## Study material
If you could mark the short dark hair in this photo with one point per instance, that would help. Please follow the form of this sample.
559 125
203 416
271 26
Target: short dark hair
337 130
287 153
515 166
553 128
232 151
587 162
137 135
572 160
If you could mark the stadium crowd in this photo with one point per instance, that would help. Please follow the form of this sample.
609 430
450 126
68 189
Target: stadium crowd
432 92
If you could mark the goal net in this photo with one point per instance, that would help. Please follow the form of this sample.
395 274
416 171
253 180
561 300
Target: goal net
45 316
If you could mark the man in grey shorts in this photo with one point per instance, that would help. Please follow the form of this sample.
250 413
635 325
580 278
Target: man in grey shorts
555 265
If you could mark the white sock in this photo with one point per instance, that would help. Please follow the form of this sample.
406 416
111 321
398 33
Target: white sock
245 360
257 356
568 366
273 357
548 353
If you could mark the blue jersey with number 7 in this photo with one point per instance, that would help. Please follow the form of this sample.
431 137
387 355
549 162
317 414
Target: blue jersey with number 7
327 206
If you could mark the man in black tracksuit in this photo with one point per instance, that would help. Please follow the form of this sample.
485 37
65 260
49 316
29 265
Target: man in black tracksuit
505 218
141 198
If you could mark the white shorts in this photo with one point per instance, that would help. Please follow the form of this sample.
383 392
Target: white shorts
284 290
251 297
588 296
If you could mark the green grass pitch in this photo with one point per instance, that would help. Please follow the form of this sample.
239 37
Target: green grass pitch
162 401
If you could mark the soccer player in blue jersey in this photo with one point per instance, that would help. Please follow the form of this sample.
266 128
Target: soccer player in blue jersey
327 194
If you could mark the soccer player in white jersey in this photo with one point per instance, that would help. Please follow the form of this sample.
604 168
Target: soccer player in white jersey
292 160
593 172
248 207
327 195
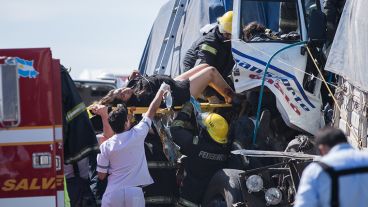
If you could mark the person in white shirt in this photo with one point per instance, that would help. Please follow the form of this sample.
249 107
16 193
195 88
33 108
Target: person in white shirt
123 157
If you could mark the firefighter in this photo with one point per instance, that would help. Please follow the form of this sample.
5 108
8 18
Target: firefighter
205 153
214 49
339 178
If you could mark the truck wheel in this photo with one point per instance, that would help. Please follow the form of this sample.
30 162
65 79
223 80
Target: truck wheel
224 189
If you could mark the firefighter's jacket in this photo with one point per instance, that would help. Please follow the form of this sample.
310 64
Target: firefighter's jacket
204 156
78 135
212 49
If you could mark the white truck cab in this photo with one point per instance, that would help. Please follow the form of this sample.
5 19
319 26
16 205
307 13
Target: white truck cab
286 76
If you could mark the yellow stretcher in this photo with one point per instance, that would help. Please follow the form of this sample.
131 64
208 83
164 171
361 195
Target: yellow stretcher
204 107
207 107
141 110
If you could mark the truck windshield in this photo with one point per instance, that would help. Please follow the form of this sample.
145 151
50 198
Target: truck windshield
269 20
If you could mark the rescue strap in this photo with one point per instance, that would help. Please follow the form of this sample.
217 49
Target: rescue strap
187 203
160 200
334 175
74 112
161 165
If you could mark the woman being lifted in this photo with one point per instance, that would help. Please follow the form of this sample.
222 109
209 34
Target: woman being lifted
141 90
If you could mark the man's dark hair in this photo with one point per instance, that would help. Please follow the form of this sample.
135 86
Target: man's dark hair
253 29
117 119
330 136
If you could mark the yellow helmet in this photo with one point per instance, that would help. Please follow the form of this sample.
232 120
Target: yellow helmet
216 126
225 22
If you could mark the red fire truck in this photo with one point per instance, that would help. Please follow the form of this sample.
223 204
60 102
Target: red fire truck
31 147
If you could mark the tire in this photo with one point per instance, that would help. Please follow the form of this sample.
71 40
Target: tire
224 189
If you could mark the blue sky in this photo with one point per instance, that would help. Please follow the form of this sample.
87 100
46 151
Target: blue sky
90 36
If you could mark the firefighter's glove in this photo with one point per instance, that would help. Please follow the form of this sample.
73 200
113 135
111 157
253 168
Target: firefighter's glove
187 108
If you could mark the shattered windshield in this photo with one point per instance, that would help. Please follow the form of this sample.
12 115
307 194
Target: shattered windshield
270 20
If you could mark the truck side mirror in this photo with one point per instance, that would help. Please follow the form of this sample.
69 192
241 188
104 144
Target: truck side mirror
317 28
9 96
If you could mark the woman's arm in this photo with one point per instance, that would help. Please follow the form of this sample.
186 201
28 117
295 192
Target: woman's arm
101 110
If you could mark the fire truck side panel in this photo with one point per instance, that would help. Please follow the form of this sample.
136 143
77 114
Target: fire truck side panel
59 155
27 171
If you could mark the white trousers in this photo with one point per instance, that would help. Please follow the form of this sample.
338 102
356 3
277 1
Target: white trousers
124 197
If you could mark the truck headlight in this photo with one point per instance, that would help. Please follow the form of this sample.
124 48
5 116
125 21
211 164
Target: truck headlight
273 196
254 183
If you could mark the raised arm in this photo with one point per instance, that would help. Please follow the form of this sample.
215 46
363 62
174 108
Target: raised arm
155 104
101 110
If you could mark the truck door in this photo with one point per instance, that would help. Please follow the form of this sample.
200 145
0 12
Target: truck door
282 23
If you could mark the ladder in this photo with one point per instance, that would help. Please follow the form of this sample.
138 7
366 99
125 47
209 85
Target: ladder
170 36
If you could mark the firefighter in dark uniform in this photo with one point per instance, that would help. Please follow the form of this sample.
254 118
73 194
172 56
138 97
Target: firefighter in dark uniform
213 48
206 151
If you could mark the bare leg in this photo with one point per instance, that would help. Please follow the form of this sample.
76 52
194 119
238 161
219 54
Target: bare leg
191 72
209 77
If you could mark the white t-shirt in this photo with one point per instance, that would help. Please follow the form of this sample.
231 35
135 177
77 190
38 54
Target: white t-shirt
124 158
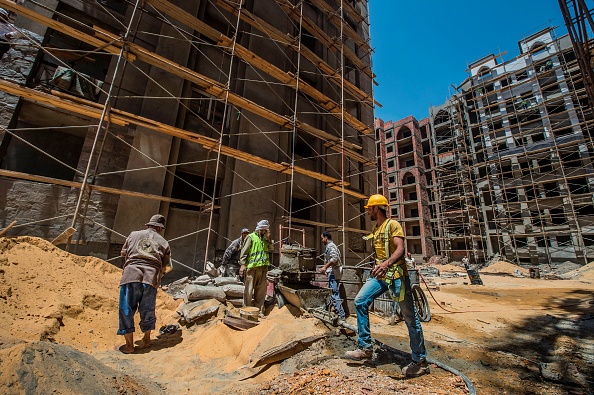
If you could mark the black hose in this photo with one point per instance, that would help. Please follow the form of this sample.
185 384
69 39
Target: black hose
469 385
---
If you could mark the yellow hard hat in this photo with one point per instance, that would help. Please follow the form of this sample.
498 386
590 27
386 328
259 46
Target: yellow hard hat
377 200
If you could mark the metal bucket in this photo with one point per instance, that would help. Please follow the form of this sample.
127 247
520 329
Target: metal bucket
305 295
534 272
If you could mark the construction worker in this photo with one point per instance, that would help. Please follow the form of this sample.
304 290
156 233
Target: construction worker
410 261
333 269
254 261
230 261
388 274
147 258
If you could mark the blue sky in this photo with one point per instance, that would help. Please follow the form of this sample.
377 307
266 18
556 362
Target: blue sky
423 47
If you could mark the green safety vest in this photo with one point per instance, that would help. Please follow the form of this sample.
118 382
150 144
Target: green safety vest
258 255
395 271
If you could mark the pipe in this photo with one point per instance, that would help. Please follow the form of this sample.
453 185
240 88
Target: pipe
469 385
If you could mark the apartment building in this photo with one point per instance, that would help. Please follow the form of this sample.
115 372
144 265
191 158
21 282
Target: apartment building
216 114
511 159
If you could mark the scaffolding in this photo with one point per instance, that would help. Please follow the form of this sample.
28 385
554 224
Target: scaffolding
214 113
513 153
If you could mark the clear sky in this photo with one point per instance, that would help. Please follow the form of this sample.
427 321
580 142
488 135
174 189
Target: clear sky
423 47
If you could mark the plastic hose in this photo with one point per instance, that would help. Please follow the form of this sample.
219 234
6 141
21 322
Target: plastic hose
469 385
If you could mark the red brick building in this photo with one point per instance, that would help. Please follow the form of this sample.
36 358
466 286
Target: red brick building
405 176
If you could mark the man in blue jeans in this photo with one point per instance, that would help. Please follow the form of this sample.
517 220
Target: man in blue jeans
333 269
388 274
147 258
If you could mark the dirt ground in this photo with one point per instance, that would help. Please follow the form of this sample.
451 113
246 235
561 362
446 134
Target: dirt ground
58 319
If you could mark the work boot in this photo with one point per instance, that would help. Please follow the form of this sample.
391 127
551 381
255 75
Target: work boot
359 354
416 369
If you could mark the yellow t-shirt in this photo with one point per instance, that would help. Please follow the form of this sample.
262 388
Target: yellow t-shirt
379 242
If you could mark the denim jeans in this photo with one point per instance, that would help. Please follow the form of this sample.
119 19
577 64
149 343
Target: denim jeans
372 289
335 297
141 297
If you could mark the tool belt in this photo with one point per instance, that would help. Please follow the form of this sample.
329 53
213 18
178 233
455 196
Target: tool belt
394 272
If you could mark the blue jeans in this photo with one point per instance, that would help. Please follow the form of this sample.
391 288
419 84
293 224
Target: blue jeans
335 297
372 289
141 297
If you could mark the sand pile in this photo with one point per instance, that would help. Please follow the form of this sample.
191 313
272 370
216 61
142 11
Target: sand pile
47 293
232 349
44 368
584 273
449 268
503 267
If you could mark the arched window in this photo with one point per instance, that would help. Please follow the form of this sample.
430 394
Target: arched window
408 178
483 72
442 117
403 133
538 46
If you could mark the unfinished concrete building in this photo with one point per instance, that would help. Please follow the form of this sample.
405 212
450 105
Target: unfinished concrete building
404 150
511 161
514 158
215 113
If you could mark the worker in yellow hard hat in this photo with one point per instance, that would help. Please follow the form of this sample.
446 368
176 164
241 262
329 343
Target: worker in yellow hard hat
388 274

## Exercise instructions
Only one stretch of the data above is needed. Restate it word for word, from the line containing "If you could mark the short" through the line containing "If you could mark the stadium", both ends included.

## Response to the exercise
If you could mark the short dark hair in this photo with one point per instance, that would help. Please follow the form of this sample.
559 125
203 416
271 26
Target: short dark hair
337 130
287 153
515 166
553 128
232 151
587 162
137 135
572 160
If you could mark the stadium crowd in this photo with one point per instance, that would help. Please follow the form of this sample.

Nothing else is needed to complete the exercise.